Collected data entries:
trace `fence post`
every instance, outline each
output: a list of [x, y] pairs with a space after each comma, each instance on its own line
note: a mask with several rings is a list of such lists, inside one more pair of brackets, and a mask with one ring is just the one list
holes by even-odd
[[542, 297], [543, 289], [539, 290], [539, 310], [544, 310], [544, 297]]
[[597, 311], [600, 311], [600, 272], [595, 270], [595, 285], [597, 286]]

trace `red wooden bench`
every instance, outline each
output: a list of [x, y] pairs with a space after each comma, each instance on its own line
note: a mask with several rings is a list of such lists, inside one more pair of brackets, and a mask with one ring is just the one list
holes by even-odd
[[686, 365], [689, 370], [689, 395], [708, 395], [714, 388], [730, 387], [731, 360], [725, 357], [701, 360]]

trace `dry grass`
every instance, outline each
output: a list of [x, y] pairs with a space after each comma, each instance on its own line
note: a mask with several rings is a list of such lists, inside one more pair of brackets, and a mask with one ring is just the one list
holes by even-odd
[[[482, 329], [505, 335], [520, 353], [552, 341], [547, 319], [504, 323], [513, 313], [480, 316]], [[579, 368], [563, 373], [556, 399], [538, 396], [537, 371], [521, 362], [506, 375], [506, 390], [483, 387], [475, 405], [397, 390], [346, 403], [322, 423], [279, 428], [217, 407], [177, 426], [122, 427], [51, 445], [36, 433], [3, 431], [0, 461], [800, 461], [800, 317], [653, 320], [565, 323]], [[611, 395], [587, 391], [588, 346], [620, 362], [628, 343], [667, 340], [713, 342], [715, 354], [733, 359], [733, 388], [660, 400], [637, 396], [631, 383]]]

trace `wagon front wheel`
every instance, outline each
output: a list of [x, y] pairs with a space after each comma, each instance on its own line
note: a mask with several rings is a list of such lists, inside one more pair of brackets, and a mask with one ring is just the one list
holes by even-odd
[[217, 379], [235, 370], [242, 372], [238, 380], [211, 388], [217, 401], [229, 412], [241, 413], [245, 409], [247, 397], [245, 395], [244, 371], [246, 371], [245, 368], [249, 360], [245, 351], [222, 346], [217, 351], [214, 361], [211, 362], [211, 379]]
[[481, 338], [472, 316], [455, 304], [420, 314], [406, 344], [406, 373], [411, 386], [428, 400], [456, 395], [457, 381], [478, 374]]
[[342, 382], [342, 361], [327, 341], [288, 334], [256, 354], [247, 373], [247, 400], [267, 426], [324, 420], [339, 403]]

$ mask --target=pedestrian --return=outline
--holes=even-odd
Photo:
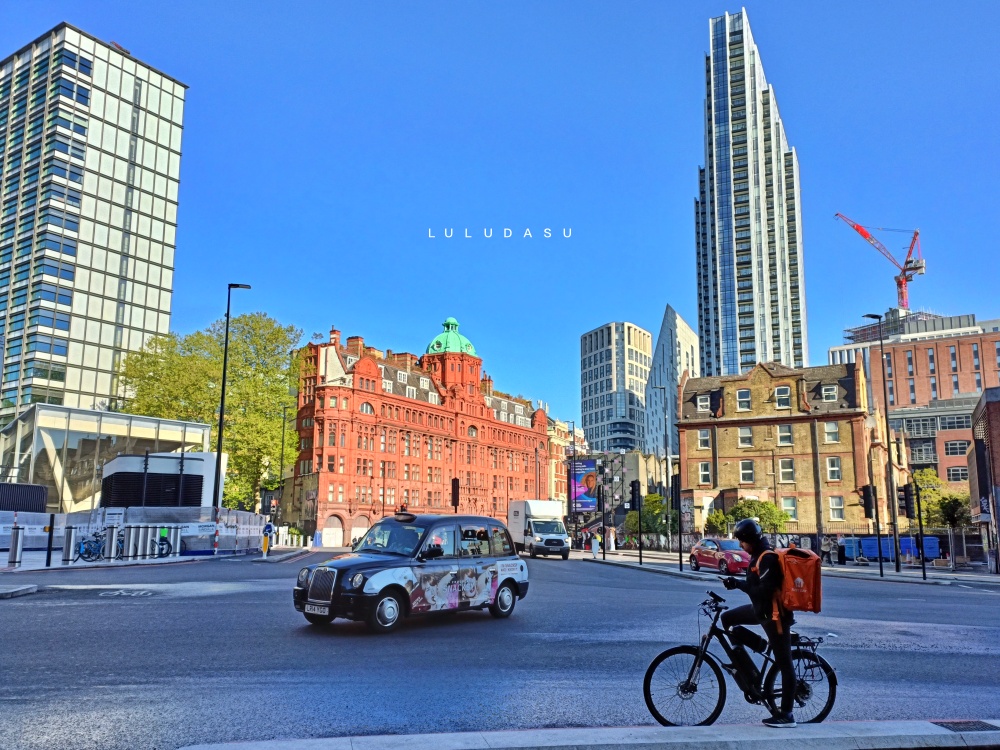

Work order: Would you please restate the records word for word, excluding any images?

Response:
trace `fence post`
every instance, outline each
output: a list of [x, y] pairs with a space after each comma, each instance on its own line
note: a mask with several rings is a list of such lists, inside one more pair of brackets, and a mask with one ring is just the one list
holes by even-odd
[[542, 297], [543, 289], [539, 290], [539, 310], [544, 310], [544, 297]]
[[597, 311], [600, 311], [600, 272], [595, 270], [595, 285], [597, 286]]

trace `red wooden bench`
every instance, outline each
output: a list of [x, y] pairs with a space after each comma, each instance on its own line
note: a mask with several rings is a list of such lists, inside one more pair of brackets, and a mask with one ring is just the one list
holes by even-odd
[[686, 365], [689, 370], [689, 395], [708, 395], [714, 388], [730, 387], [731, 360], [725, 357], [701, 360]]

trace `dry grass`
every instance, outline each
output: a list of [x, y] pairs with a space after each comma, each instance on its own line
note: a mask with several rings is a list of such lists, inside one more pair of brackets, and a mask with one ring is just the one list
holes by even-odd
[[[482, 329], [505, 335], [520, 353], [552, 341], [547, 319], [504, 323], [513, 313], [480, 316]], [[579, 368], [563, 373], [556, 399], [538, 396], [537, 371], [521, 362], [506, 375], [506, 390], [483, 387], [475, 405], [397, 390], [346, 403], [322, 423], [279, 428], [217, 407], [177, 426], [122, 427], [51, 445], [36, 433], [3, 431], [0, 461], [800, 461], [800, 317], [653, 320], [565, 323]], [[611, 395], [587, 391], [588, 346], [620, 362], [628, 343], [667, 340], [713, 342], [715, 354], [733, 359], [733, 388], [660, 400], [637, 396], [631, 383]]]

trace `wagon front wheel`
every instance, outline each
output: a list of [x, y] pairs with a space after each comma, each instance on its own line
note: a mask with several rings is a list of such lists, inside one more pair of brackets, and a mask with one ring is just the one list
holes by even-odd
[[217, 379], [235, 370], [242, 372], [238, 380], [211, 388], [217, 401], [229, 412], [241, 413], [245, 409], [247, 397], [245, 395], [244, 371], [246, 371], [245, 368], [249, 360], [245, 351], [222, 346], [217, 351], [214, 361], [211, 362], [211, 379]]
[[481, 338], [472, 316], [455, 304], [420, 314], [406, 344], [406, 373], [411, 386], [428, 400], [456, 395], [457, 381], [478, 374]]
[[342, 382], [342, 361], [327, 341], [288, 334], [256, 354], [247, 373], [247, 400], [267, 426], [324, 420], [339, 403]]

$ mask --target=pedestrian --return=outline
--holes=even-odd
Photo:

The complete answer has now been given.